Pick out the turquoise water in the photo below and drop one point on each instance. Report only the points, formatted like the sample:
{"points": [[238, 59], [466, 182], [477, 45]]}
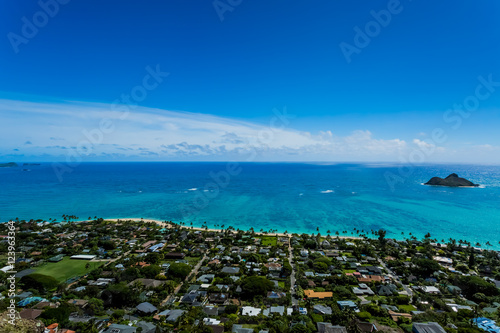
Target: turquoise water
{"points": [[284, 196]]}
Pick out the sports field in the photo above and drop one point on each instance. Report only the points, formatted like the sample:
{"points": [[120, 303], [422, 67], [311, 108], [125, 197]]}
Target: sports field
{"points": [[67, 268]]}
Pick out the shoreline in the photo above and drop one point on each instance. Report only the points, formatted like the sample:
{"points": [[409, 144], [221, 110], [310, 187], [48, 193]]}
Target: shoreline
{"points": [[169, 225]]}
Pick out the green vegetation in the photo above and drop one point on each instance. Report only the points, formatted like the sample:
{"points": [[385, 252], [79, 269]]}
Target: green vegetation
{"points": [[39, 282], [255, 286], [179, 270], [268, 240], [67, 268]]}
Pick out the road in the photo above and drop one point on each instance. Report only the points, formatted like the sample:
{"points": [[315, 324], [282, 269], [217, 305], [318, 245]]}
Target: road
{"points": [[292, 276], [395, 277], [194, 271]]}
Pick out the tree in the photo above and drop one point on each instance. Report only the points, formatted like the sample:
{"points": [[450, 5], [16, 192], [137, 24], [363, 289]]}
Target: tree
{"points": [[472, 260], [179, 270], [256, 285], [39, 282], [151, 271], [381, 236]]}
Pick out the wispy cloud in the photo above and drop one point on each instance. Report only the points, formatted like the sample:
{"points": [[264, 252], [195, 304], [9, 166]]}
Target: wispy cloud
{"points": [[148, 133]]}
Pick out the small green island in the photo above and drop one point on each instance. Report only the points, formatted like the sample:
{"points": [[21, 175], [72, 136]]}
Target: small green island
{"points": [[8, 165]]}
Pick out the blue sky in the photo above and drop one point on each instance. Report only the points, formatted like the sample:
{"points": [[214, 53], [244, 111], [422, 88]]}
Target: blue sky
{"points": [[226, 76]]}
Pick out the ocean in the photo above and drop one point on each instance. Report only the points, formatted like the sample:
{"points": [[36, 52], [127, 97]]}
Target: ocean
{"points": [[293, 197]]}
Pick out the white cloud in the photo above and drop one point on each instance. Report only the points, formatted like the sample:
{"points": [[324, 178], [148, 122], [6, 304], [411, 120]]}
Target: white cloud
{"points": [[162, 134]]}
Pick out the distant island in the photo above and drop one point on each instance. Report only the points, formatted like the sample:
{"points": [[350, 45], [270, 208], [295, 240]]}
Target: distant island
{"points": [[8, 165], [451, 181]]}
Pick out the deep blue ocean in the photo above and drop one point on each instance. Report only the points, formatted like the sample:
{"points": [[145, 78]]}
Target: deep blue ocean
{"points": [[293, 197]]}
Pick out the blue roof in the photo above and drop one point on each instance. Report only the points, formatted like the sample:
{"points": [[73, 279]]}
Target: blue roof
{"points": [[30, 300], [487, 324]]}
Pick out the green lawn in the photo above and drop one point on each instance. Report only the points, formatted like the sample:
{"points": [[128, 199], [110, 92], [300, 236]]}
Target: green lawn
{"points": [[67, 268], [191, 260], [268, 240], [406, 308]]}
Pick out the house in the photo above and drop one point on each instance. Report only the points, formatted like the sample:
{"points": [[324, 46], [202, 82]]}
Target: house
{"points": [[146, 308], [430, 290], [348, 305], [322, 309], [174, 255], [115, 328], [148, 283], [206, 278], [329, 328], [190, 297], [30, 313], [362, 289], [250, 311], [367, 327], [317, 295], [146, 327], [273, 266], [218, 298], [275, 295], [386, 289], [211, 321], [83, 257], [230, 270], [427, 328], [487, 324], [81, 303], [454, 289], [211, 310], [370, 278], [170, 315], [274, 309], [395, 315], [240, 329], [56, 258]]}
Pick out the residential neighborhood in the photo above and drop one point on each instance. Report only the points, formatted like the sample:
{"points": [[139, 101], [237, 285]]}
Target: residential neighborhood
{"points": [[137, 276]]}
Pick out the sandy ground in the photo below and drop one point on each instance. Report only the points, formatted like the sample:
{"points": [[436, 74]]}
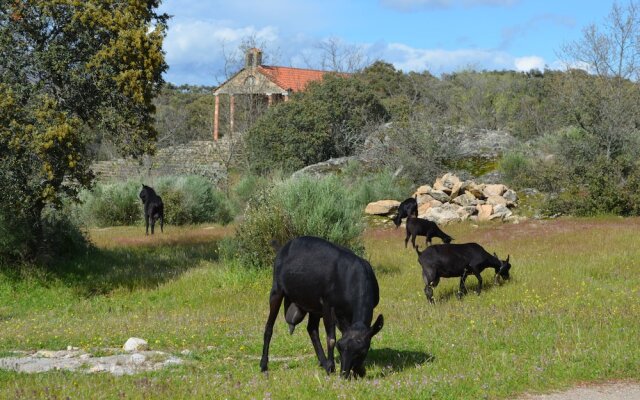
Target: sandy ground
{"points": [[603, 391]]}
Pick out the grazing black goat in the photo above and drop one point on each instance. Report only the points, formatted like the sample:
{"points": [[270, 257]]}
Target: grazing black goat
{"points": [[405, 209], [153, 208], [423, 227], [326, 281], [453, 260]]}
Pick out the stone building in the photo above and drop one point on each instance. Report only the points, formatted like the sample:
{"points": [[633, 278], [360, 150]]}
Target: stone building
{"points": [[273, 82]]}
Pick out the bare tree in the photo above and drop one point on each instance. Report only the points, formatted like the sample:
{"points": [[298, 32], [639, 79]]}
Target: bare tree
{"points": [[335, 55], [611, 53]]}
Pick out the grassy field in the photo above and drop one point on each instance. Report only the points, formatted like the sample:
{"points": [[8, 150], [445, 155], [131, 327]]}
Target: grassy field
{"points": [[571, 313]]}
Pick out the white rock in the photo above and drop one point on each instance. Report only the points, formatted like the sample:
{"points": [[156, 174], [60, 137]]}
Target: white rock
{"points": [[494, 190], [496, 200], [138, 359], [510, 196], [382, 207], [135, 344], [439, 195], [443, 214]]}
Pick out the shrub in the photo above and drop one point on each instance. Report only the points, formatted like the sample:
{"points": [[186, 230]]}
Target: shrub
{"points": [[322, 207], [515, 167], [109, 204], [187, 200], [59, 237], [195, 199]]}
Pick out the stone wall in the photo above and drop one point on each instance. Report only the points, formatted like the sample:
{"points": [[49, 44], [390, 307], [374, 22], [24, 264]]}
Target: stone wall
{"points": [[205, 158]]}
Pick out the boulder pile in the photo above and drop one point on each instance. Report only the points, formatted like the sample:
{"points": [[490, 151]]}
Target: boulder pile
{"points": [[450, 199]]}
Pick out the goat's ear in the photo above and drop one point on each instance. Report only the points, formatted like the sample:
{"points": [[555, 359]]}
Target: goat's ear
{"points": [[375, 328]]}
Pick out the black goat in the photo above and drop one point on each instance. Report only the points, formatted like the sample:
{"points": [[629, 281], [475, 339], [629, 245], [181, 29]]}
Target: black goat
{"points": [[405, 209], [453, 260], [423, 227], [153, 208], [326, 281]]}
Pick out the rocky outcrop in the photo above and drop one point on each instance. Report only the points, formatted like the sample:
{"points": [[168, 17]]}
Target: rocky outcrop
{"points": [[451, 199], [382, 207]]}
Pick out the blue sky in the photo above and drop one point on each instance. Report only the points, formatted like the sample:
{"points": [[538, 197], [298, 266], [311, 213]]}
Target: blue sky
{"points": [[414, 35]]}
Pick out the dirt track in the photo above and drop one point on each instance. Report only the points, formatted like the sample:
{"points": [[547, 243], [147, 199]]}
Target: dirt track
{"points": [[604, 391]]}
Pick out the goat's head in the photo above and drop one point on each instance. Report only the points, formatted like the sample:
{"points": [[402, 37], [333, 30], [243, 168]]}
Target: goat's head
{"points": [[354, 346], [143, 193], [505, 266]]}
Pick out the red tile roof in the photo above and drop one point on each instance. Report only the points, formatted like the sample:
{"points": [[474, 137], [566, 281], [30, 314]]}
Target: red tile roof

::::::

**Job:**
Transcribe the full listing above exactly as it stands, minus the pictures.

**Response:**
Pick out the turquoise water in the photo below and drop one point on each instance. Report only the points, formatted like the sample:
{"points": [[238, 59], [466, 182], [477, 45]]}
Target: turquoise water
{"points": [[284, 196]]}
Pick out the sports field in the photo above and drop one point on each instance. Report only the points, formatted like the sample:
{"points": [[120, 303], [422, 67], [311, 108], [125, 197]]}
Target: sports field
{"points": [[67, 268]]}
Pick out the shoreline in the photo above and drop one point on each instance. Report only the points, formatted like the sample:
{"points": [[409, 144], [221, 110], [310, 187], [48, 193]]}
Target: shoreline
{"points": [[169, 225]]}
Pick out the green vegetation in the photo above and drop one point on each instance. Report only the points, formatted like the sample:
{"points": [[385, 252], [79, 269]]}
Target: green vegetation
{"points": [[39, 282], [255, 286], [179, 270], [268, 240], [67, 268]]}
Pick out the road in the photo above and drop one point on each instance. Report only the points, formatted like the sample:
{"points": [[315, 324], [282, 269], [217, 305], [318, 245]]}
Target: road
{"points": [[292, 276], [395, 277], [194, 271]]}
Pick out the tree in the photo above and drop one point on each instance. Report only the points, formatted like the sample:
{"points": [[450, 5], [16, 192], [137, 24], [363, 289]]}
Target: tree
{"points": [[472, 260], [179, 270], [256, 285], [39, 282], [151, 271], [381, 236]]}
Pick out the wispy cloud in the photo above and drop one point on each instance. Report only the points, formatted like the sample:
{"points": [[264, 252], [195, 304], [9, 166]]}
Target: wispy cloud
{"points": [[148, 133]]}
Pick out the small green island in the photo above and drop one point on each instance. Report only the points, formatted like the sample:
{"points": [[21, 175], [72, 136]]}
Target: small green island
{"points": [[8, 165]]}
Pick out the blue sky in the photo above and drop one point on each instance. Report only the points, formatted like the sample:
{"points": [[214, 53], [244, 111], [422, 88]]}
Target: blue sky
{"points": [[226, 76]]}
Pick out the ocean in the photo above and drop one point on each instance. Report only the points, formatted like the sample:
{"points": [[36, 52], [127, 97]]}
Target: ocean
{"points": [[293, 197]]}
Pick out the white cloud in the photo above and drop one point on each instance. Report only the points, formatted like the sample:
{"points": [[324, 178], [148, 122], [6, 304], [411, 120]]}
Target: white cloud
{"points": [[162, 134]]}
Pick out the distant island in the photo above and drop one point on each instance. Report only the points, formatted like the sample:
{"points": [[350, 45], [270, 208], [295, 240]]}
Target: distant island
{"points": [[8, 165], [451, 181]]}
Pick out the deep blue ocean in the photo above and drop one point on each instance. Report only the points, formatted like the sample:
{"points": [[145, 78]]}
Target: deep blue ocean
{"points": [[293, 197]]}
Pick out the blue roof in the photo above and drop one point on each instance. Report only the points, formatted like the sample:
{"points": [[73, 279]]}
Target: blue roof
{"points": [[30, 300], [487, 324]]}
Pick out the green lawn in the photo above and drop one point on each instance. Report only the points, formatted like the sample:
{"points": [[128, 199], [110, 92], [300, 236]]}
Target: green lawn
{"points": [[67, 268], [191, 260], [268, 240], [406, 308]]}
Pick out the house in the photo above and drop one point on each instance. Report only the points, formatted like the sample:
{"points": [[324, 46], [202, 82]]}
Target: house
{"points": [[146, 308], [430, 290], [348, 305], [322, 309], [174, 255], [115, 328], [148, 283], [206, 278], [329, 328], [190, 297], [30, 313], [362, 289], [250, 311], [367, 327], [317, 295], [146, 327], [273, 266], [218, 298], [275, 295], [386, 289], [211, 321], [83, 257], [230, 270], [427, 328], [487, 324], [81, 303], [454, 289], [211, 310], [370, 278], [170, 315], [274, 309], [395, 315], [240, 329], [56, 258]]}
Pick out the residential neighborhood in the photo above and drop one point on each instance. Report only the points, formatted like the sample:
{"points": [[139, 101], [237, 285]]}
Target: residential neighborhood
{"points": [[137, 276]]}
Pick out the sandy ground in the photo below and drop one point on each instance. Report only the points, formatted like the sample:
{"points": [[436, 74]]}
Target: sandy ground
{"points": [[603, 391]]}
Pick out the grazing black goat in the photo above and drop one point on each instance. Report only the points, formatted like the sample:
{"points": [[270, 257]]}
Target: grazing black goat
{"points": [[405, 209], [153, 208], [423, 227], [326, 281], [453, 260]]}
Pick out the stone building in the photo above and drop one point on each instance. Report only the points, formatted like the sample:
{"points": [[633, 278], [360, 150]]}
Target: stone building
{"points": [[273, 82]]}
Pick out the bare tree in the photo above and drop one point on each instance. Report only the points, formatted like the sample:
{"points": [[298, 32], [639, 79]]}
Target: bare tree
{"points": [[335, 55], [611, 53]]}
Pick out the grassy field in the photo above and drop one point on each instance. Report only the points, formatted like the sample:
{"points": [[8, 150], [445, 155], [131, 327]]}
Target: grassy field
{"points": [[571, 313]]}
Pick out the white rock in the photo above and drop one point on each instance. Report only the points, formatted like the sample:
{"points": [[156, 174], [60, 137]]}
Target: white rock
{"points": [[494, 190], [496, 200], [138, 359], [510, 196], [382, 207], [135, 344], [439, 195], [443, 214]]}
Pick out the shrub in the photo above and drop one point on each instance. Report only the points, formatted like the sample:
{"points": [[186, 230]]}
Target: shrub
{"points": [[322, 207], [515, 167], [109, 204], [187, 200], [59, 237], [195, 199]]}
Pick out the stone wall in the photo above and drop one point on each instance. Report only the points, formatted like the sample:
{"points": [[49, 44], [390, 307], [374, 22], [24, 264]]}
Target: stone wall
{"points": [[205, 158]]}
Pick out the boulder pile in the photo above and drop one point on each instance. Report only the points, formatted like the sample:
{"points": [[490, 151]]}
Target: boulder pile
{"points": [[450, 199]]}
Pick out the goat's ear in the photo above and drop one point on each instance. Report only the points, formatted like the sample:
{"points": [[555, 359]]}
Target: goat's ear
{"points": [[375, 328]]}
Pick out the black goat in the photo above and drop one point on each instance. Report only the points, formatted like the sample:
{"points": [[629, 281], [475, 339], [629, 245], [181, 29]]}
Target: black goat
{"points": [[405, 209], [453, 260], [423, 227], [153, 208], [326, 281]]}
Pick out the rocky outcrop in the photo above and drop one point on each instance. Report only the points, formatted like the sample:
{"points": [[168, 17]]}
Target: rocky outcrop
{"points": [[451, 199], [382, 207]]}
Pick out the blue sky in the photo above and drop one point on each instance. Report only the points, formatted like the sample:
{"points": [[538, 197], [298, 266], [311, 213]]}
Target: blue sky
{"points": [[414, 35]]}
Pick out the dirt track in the photo above and drop one point on each instance. Report only the points, formatted like the sample:
{"points": [[547, 243], [147, 199]]}
Target: dirt track
{"points": [[604, 391]]}
Pick out the goat's head in the photo above and drop one point on each instance. Report only the points, formatted like the sample:
{"points": [[402, 37], [333, 30], [243, 168]]}
Target: goat's head
{"points": [[354, 346], [143, 193], [505, 266]]}
Pick out the red tile roof in the photo above and drop one point on each instance. Report only the points, formatted like the sample:
{"points": [[474, 137], [566, 281], [30, 314]]}
Target: red tile roof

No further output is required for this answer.